■ **Short task**
Output the data that follows exactly, line for line.

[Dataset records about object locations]
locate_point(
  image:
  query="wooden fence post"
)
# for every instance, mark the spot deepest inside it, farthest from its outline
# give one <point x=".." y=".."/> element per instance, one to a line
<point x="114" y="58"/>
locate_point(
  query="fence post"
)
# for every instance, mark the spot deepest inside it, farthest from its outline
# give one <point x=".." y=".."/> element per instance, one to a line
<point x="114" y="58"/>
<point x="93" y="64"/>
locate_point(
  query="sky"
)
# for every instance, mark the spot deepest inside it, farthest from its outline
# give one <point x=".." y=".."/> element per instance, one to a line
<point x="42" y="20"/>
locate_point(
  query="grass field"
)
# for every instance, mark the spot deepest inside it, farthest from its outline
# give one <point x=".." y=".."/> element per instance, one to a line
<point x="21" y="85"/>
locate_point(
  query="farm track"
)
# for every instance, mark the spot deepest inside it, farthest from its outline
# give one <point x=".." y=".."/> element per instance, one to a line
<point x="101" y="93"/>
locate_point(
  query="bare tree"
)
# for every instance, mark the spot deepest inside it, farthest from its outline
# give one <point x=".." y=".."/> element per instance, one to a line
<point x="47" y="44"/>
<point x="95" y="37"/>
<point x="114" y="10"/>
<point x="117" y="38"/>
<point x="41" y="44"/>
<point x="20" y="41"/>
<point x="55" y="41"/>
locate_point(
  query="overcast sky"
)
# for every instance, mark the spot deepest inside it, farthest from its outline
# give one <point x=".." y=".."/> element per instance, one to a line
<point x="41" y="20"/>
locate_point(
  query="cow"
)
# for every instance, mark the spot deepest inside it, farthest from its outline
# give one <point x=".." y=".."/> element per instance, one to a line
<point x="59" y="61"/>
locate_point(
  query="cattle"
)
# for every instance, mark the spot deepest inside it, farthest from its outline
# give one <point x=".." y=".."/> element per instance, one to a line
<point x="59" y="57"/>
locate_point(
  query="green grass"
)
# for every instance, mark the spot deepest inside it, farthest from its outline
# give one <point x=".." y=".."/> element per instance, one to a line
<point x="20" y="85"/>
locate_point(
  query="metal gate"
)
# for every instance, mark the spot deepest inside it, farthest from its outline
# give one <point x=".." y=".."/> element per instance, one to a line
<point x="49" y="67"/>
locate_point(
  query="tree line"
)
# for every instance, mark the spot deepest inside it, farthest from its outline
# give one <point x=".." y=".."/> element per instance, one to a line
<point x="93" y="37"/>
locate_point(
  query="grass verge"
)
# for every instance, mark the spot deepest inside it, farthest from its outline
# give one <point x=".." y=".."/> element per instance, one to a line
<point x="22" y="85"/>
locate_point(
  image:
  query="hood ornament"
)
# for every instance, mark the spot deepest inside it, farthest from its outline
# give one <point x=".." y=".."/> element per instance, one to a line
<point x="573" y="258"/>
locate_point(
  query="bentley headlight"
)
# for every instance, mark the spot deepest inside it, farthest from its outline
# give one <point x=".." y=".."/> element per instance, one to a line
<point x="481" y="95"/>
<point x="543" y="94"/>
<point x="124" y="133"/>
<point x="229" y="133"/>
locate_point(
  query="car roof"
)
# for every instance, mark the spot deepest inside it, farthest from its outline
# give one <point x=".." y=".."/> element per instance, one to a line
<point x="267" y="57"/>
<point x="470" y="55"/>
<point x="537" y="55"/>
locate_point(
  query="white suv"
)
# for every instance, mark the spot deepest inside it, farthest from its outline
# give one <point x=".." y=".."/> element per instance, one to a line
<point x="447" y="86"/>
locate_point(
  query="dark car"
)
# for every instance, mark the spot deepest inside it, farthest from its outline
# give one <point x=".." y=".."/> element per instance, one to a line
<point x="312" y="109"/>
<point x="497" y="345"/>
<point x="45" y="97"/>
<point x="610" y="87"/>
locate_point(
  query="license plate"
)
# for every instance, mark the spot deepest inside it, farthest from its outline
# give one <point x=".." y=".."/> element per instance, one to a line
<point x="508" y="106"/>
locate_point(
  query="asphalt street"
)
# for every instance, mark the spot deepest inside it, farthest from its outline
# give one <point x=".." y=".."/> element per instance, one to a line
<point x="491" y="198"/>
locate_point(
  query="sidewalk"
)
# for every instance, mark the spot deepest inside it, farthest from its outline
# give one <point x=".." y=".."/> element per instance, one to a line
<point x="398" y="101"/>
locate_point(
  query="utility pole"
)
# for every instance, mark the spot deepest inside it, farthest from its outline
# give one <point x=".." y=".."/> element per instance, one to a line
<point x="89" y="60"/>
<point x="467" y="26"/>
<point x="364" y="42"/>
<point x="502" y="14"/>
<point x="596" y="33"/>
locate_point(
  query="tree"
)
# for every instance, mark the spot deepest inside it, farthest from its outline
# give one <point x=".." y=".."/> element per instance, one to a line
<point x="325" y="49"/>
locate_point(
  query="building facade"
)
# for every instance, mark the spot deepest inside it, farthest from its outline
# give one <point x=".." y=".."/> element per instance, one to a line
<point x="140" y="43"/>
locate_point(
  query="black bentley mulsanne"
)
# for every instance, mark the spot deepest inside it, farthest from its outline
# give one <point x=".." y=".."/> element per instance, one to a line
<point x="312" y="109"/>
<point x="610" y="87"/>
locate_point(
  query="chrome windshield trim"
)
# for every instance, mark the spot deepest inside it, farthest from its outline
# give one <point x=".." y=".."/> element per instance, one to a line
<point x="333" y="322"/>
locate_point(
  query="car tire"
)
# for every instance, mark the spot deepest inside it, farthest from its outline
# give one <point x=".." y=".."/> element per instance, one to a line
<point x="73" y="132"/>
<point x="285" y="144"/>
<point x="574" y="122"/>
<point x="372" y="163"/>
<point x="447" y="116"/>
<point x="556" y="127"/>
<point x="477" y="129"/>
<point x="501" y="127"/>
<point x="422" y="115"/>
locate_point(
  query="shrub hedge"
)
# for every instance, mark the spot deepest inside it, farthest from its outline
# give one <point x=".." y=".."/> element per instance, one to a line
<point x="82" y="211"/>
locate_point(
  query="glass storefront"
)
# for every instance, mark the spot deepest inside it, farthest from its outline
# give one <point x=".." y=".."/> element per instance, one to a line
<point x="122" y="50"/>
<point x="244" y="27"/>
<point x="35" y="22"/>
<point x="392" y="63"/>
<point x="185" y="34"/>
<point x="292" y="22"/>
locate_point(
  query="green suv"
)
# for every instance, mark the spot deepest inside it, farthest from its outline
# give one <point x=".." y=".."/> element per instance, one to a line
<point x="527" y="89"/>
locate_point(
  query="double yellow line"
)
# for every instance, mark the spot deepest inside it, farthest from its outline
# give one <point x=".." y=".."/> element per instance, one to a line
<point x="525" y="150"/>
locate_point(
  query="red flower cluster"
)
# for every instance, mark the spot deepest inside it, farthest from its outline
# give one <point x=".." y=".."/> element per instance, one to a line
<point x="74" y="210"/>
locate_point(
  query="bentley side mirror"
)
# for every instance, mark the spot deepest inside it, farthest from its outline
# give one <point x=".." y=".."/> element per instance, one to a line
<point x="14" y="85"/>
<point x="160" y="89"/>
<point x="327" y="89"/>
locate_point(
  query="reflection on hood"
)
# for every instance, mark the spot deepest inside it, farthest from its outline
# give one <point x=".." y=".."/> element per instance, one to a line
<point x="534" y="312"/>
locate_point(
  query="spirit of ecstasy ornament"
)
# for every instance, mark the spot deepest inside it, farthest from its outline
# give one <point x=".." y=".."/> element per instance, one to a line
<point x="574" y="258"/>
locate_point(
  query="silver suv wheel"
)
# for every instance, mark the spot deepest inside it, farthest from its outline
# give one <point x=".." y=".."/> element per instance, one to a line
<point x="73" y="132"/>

■ **The answer**
locate_point(
  image:
  query="wooden fence post"
)
# for every instance, mark the spot deepest inside it, farthest from its outline
# give one <point x=".." y=".."/> element per instance, one to a line
<point x="114" y="58"/>
locate_point(
  query="fence post"
)
# for every instance, mark the spot deepest inside it, farthest from its outline
# give one <point x=".." y=".."/> element per instance, one to a line
<point x="114" y="58"/>
<point x="93" y="64"/>
locate_point(
  query="sky"
)
# for every instance, mark the spot deepest inside it, farthest from its outline
# give one <point x=".." y=".."/> element per instance, one to a line
<point x="42" y="20"/>
locate_point(
  query="grass field"
)
# for every instance, mark the spot deepest inside it, farthest from its outline
# give one <point x=".." y=".."/> element per instance, one to a line
<point x="21" y="85"/>
locate_point(
  query="farm track"
)
# for every instance, mark the spot deepest inside it, farthest from its outline
# give one <point x=".." y=".."/> element per instance, one to a line
<point x="101" y="93"/>
locate_point(
  query="bare tree"
)
# for every instance, mark the spot deepest inside it, farthest from its outline
# give one <point x=".." y=".."/> element per instance, one to a line
<point x="47" y="44"/>
<point x="95" y="37"/>
<point x="114" y="10"/>
<point x="117" y="38"/>
<point x="41" y="44"/>
<point x="20" y="41"/>
<point x="55" y="41"/>
locate_point(
  query="overcast sky"
)
# for every instance, mark the spot deepest inside it, farthest from its outline
# give one <point x=".." y=".."/> element per instance, one to a line
<point x="41" y="20"/>
locate_point(
  query="cow"
)
# for every instance, mark the spot deepest inside it, farthest from its outline
# give one <point x=".." y=".."/> element per instance, one to a line
<point x="59" y="61"/>
locate_point(
  query="cattle"
)
# for every instance, mark the spot deepest inside it, farthest from its outline
# give one <point x=".." y=".."/> element per instance, one to a line
<point x="59" y="57"/>
locate_point(
  query="green grass"
)
# for every instance, mark the spot deepest inside it, farthest from its outline
# give one <point x=".." y=".."/> element per instance, one to a line
<point x="20" y="85"/>
locate_point(
  query="metal gate"
)
# for every instance, mark the spot deepest inside it, farthest from its outline
# give one <point x=".." y=".."/> element per instance, one to a line
<point x="49" y="67"/>
locate_point(
  query="tree line"
)
# for every instance, mark the spot deepest inside it, farthest from its outline
# give one <point x=".." y=".."/> element per instance, one to a line
<point x="93" y="37"/>
locate_point(
  query="grass verge"
)
# for every instance, mark the spot deepest inside it, farthest from its outline
# give one <point x=".." y=".."/> element per instance, one to a line
<point x="22" y="85"/>
locate_point(
  image:
  query="hood ornament"
)
# for every instance, mark the spot deepest inside it, farthest from its outline
# give one <point x=".." y=".."/> element per instance, one to a line
<point x="573" y="258"/>
locate_point(
  query="bentley headlight"
)
# for every instance, mark the spot deepest inside it, farthest from its outline
# give one <point x=".." y=".."/> element per instance, one to a line
<point x="481" y="95"/>
<point x="543" y="94"/>
<point x="124" y="133"/>
<point x="229" y="133"/>
locate_point(
  query="car roof"
)
# for every instance, mark the spot deepest inside it, farthest from its outline
# give one <point x=".." y=".."/> element per instance, one to a line
<point x="267" y="57"/>
<point x="470" y="55"/>
<point x="537" y="55"/>
locate_point(
  query="white suv"
)
# for every instance, mark the spot deepest inside it, farthest from its outline
# give one <point x=".." y=".."/> element per instance, one to a line
<point x="447" y="86"/>
locate_point(
  query="dark car"
)
# for every instance, mark the spot deepest inside it, farthest from its outline
# give one <point x=".." y=".."/> element per instance, one to a line
<point x="312" y="109"/>
<point x="497" y="345"/>
<point x="45" y="97"/>
<point x="610" y="87"/>
locate_point(
  query="license plate"
)
# for every instance, mark the spot deepest inside it, farthest from its outline
# give one <point x=".." y=".."/> element per instance, one to a line
<point x="508" y="106"/>
locate_point(
  query="asphalt street"
)
# for every instance, mark the spot deepest inside it, farthest from its outline
# give one <point x=".." y=".."/> element per instance, one to a line
<point x="491" y="198"/>
locate_point(
  query="sidewalk"
)
# for every instance, mark the spot deepest inside it, farthest from its outline
# give one <point x=".." y=".."/> element per instance, one to a line
<point x="398" y="101"/>
locate_point(
  query="utility pole"
)
# for every instance, mark the spot deepest inside it, farthest from its outline
# give one <point x=".." y=".."/> element per instance, one to a line
<point x="89" y="60"/>
<point x="467" y="26"/>
<point x="364" y="42"/>
<point x="502" y="14"/>
<point x="596" y="33"/>
locate_point(
  query="tree"
)
# for every instance, mark the spot deepest inside it, farthest from its outline
# give one <point x=".." y=".."/> element per instance, one to a line
<point x="325" y="49"/>
locate_point(
  query="building facade"
)
# for every instance, mark the spot deepest inside it, farthest from its outline
# give one <point x=".." y=".."/> element per instance, one to a line
<point x="140" y="43"/>
locate_point(
  query="black bentley mulsanne"
)
# for every instance, mark the spot deepest inside it, farthest from its outline
# give one <point x=".." y=".."/> element per instance, one to a line
<point x="312" y="109"/>
<point x="610" y="87"/>
locate_point(
  query="chrome windshield trim"
)
# for every instance, mark the spot deepest inside it, farthest from its outline
# give one <point x=".." y=".."/> element per instance, one to a line
<point x="333" y="322"/>
locate_point(
  query="car tire"
)
# for every instance, mark the spot deepest inside it, farthest from its outline
# give one <point x=".." y=".."/> element per instance, one to a line
<point x="73" y="132"/>
<point x="285" y="144"/>
<point x="574" y="122"/>
<point x="372" y="163"/>
<point x="447" y="116"/>
<point x="556" y="127"/>
<point x="477" y="129"/>
<point x="501" y="127"/>
<point x="422" y="115"/>
locate_point(
  query="shrub hedge"
)
# for every instance, mark the spot deepest inside it, farthest from its outline
# give one <point x=".." y=".."/> element per instance, one to a line
<point x="82" y="211"/>
locate_point(
  query="glass storefront"
)
# for every instance, mark the spot deepest inside it, farthest from its outline
# give one <point x=".." y=".."/> element per instance, one to a line
<point x="122" y="50"/>
<point x="244" y="27"/>
<point x="35" y="22"/>
<point x="392" y="63"/>
<point x="185" y="34"/>
<point x="292" y="22"/>
locate_point(
  query="green suv"
)
# for every instance, mark the spot deepest inside it, farthest from its outline
# give one <point x=".." y=".."/> element per instance, one to a line
<point x="527" y="89"/>
locate_point(
  query="double yellow line"
)
# for every instance, mark the spot deepest inside it, farthest from its outline
# give one <point x=".." y=".."/> element per instance, one to a line
<point x="525" y="150"/>
locate_point(
  query="red flower cluster"
)
# for every instance, mark the spot deepest inside it, farthest from its outline
# give one <point x=".." y=".."/> element per instance, one to a line
<point x="74" y="210"/>
locate_point(
  query="bentley side mirror"
)
# for every instance, mark the spot deepest inside it, farthest from its outline
# give one <point x=".." y=".."/> element per instance, one to a line
<point x="14" y="85"/>
<point x="160" y="89"/>
<point x="327" y="89"/>
locate_point(
  query="reflection on hood"
)
# for every instance, mark the spot deepest inside it, farthest from its outline
# give one <point x=".." y=".."/> element per instance, one to a line
<point x="534" y="312"/>
locate_point(
  query="spirit of ecstasy ornament"
)
# for every instance, mark the spot deepest inside it, farthest from its outline
# give one <point x=".." y=".."/> element per instance, one to a line
<point x="574" y="258"/>
locate_point(
  query="silver suv wheel"
)
# for every instance, mark the spot deepest inside it, farthest from its outline
# give one <point x=".." y=".."/> element per instance, one to a line
<point x="73" y="132"/>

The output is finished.